Between the mounting pressure of public opinion, and continuing litigation in which various plaintiffs are seeking to take advantage of the player-friendly language in O'Bannon, the power dynamic in college athletics is shifting back towards the players. The previously uneven playing field is leveling. This Note examines how to inject mediation into the "pay-for-play" debate to better serve the interests of the NCAA, the major conferences (Big 10, SEC, ACC, Big 12, and Pac-12), and the student-athletes in the wake of O'Bannon. While litigation was necessary to start the process, ultimately, it will be up to the NCAA and the conferences to decide how to change their rules. Mediation is well suited to that task.

Part II examines the background and the history of the "payfor-play" debate. Specifically, Part II discusses the landmark 1984 decision in the NCAA v. Board of Regents to present the origins of the issue. Finally, Part It also discusses the current NCAA rules in place that restrict college athletes from being paid and analyzes both how the NCAA makes its money and what exactly studentathletes receive through scholarships.

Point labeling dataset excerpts
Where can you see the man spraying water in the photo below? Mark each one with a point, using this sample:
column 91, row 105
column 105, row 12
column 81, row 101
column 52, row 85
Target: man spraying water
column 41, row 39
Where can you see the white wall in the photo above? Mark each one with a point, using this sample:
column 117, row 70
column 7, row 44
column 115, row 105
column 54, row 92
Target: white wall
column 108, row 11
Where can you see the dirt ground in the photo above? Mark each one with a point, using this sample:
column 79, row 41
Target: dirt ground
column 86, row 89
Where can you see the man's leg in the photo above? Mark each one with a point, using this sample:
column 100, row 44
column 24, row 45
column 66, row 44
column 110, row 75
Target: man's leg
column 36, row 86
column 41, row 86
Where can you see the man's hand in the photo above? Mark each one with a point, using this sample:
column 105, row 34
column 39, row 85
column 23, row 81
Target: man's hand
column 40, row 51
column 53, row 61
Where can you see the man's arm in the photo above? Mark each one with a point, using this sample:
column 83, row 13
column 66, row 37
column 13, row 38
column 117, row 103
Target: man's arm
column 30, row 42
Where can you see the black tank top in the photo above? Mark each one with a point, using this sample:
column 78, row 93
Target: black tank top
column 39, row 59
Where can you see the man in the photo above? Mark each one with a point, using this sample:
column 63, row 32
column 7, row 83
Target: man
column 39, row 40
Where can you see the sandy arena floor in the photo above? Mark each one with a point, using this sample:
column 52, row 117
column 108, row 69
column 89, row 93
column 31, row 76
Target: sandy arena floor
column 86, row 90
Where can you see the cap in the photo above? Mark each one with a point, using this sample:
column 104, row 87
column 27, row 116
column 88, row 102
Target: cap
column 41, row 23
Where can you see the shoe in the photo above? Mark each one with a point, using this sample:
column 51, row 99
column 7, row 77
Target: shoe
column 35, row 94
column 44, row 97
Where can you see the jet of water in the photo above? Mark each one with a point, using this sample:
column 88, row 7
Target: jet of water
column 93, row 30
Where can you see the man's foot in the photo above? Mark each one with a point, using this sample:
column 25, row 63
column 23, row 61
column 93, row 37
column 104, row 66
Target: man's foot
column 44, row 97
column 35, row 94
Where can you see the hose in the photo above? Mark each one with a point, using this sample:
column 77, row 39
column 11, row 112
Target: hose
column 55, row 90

• Required tasks
1. Translate this sentence from the college athletics text into Spanish: "The previously uneven playing field is leveling."
2. Reproduce verbatim the lines of the listing starting with the line containing "Where can you see the man in" and continuing through the line containing "column 39, row 40", both included.

• Responses per task
1. El terreno de juego, antes desigual, se está nivelando.

2.
Where can you see the man in the photo above? Mark each one with a point, using this sample:
column 63, row 32
column 7, row 83
Target: man
column 39, row 40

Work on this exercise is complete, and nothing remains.